— Start of INPUT ROWS —

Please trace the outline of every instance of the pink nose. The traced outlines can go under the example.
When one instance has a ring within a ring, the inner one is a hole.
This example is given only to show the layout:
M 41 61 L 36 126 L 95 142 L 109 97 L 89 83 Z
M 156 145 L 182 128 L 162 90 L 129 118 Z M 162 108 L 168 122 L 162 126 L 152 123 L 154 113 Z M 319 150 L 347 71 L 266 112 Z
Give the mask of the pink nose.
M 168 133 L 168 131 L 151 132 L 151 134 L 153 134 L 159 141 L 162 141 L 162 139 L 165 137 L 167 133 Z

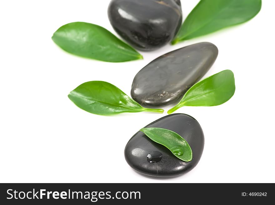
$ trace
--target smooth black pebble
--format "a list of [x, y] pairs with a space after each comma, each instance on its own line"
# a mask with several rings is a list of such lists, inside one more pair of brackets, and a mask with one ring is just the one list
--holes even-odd
[[112, 0], [108, 15], [115, 30], [143, 51], [157, 49], [171, 41], [182, 18], [179, 0]]
[[131, 96], [147, 107], [159, 107], [177, 102], [208, 71], [218, 53], [215, 45], [205, 42], [164, 54], [137, 74]]
[[189, 144], [193, 159], [188, 162], [181, 160], [165, 146], [139, 131], [130, 139], [124, 150], [126, 161], [136, 171], [150, 176], [175, 177], [188, 172], [198, 164], [203, 150], [204, 137], [200, 126], [193, 117], [185, 114], [173, 114], [145, 127], [164, 128], [176, 132]]

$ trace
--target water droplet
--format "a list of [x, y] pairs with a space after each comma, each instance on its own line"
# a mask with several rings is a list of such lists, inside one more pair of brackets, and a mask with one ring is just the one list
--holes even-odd
[[176, 146], [171, 148], [171, 151], [174, 154], [178, 156], [182, 156], [184, 153], [184, 150], [179, 146]]
[[150, 163], [158, 162], [162, 158], [162, 154], [158, 151], [154, 151], [147, 155], [147, 161]]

— End of INPUT ROWS —

Please rewrite the part of the listing that opens at its very start and closes with the line containing "M 168 133 L", both ends included and requests kept, multiplying every outline coordinate in the answers by 0.25 and rounding each to a whole number, halves up. Return only that part.

Please trace the outline of every instance of the pink nose. The traced outlines can go under the example.
When one instance has a ring within a ring, the inner one is a hole.
This example is given only to show the layout:
M 41 61 L 36 126 L 95 142 L 109 97 L 89 83 Z
M 156 145 L 182 128 L 162 90 L 129 118 Z M 162 108 L 168 122 L 162 126 L 152 123 L 154 113 Z M 319 150 L 347 71 L 266 112 Z
Give the mask of the pink nose.
M 42 33 L 42 33 L 38 33 L 38 34 L 38 34 L 40 35 L 41 35 L 41 35 L 41 34 L 42 33 Z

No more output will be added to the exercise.